-- MATERIAL PROVIDED follows --

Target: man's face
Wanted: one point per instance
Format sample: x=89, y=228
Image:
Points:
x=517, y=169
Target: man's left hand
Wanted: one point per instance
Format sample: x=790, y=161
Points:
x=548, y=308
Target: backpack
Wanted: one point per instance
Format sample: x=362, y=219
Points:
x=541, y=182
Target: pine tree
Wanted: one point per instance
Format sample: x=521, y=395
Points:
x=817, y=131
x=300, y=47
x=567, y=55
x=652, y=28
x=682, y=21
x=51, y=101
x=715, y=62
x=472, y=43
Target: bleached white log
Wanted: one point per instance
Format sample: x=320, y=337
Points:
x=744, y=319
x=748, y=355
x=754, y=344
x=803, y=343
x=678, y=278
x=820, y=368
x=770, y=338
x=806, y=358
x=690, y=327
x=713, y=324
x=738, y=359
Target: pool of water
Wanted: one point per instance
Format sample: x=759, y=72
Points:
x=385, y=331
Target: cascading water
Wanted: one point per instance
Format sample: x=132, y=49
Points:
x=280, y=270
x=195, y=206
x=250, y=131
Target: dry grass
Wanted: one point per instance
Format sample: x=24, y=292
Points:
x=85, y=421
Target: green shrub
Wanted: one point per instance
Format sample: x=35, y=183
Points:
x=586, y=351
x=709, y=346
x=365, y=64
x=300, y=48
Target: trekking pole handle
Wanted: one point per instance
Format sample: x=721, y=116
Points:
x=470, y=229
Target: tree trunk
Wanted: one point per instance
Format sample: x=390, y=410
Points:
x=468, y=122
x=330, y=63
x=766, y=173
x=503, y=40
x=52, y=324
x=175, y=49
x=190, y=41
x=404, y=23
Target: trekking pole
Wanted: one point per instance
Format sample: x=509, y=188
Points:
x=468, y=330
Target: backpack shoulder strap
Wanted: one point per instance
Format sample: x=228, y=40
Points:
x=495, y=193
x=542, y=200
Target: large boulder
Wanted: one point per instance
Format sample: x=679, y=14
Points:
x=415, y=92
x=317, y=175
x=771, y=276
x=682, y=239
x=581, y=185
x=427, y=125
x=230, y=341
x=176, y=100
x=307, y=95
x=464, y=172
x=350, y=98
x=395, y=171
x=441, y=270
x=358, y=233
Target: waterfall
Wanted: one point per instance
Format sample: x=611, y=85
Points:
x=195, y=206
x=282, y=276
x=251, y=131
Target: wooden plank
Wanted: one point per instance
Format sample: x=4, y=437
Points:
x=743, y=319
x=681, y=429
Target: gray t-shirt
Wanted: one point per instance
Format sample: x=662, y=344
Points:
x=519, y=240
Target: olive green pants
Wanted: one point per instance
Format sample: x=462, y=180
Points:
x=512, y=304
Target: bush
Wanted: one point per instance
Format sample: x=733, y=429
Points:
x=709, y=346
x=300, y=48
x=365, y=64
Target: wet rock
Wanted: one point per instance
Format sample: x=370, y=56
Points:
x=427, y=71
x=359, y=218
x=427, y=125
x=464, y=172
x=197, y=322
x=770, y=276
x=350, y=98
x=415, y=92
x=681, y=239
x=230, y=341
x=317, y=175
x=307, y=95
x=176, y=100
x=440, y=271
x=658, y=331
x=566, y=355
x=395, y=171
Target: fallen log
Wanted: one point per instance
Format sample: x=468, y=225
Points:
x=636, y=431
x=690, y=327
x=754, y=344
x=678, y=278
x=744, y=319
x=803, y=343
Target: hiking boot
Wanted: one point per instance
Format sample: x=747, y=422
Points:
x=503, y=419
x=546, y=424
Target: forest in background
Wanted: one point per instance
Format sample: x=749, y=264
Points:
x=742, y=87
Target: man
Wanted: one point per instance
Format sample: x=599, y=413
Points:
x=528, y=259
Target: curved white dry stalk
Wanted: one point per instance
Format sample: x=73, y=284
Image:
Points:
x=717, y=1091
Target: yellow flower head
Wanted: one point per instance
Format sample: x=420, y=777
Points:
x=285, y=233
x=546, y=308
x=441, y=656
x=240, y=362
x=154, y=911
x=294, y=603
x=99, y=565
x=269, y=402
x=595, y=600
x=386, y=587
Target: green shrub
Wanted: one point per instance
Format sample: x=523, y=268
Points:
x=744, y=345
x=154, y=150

-- MATERIAL PROVIDED concluded --

» EXERCISE:
Return only the lines spanning from the first line of the material through the line with "Format sample: x=521, y=395", copied exactly, both ends kept.

» EXPECTED ANSWER:
Target: man's face
Wanted: one point per instance
Format sample: x=89, y=228
Image:
Points:
x=517, y=169
Target: man's left hand
Wanted: one point per instance
Format sample: x=790, y=161
Points:
x=548, y=308
Target: backpack
Wanted: one point per instance
Format sample: x=362, y=219
Points:
x=541, y=182
Target: pine tree
Wanted: one point per instance
Format sample: x=521, y=395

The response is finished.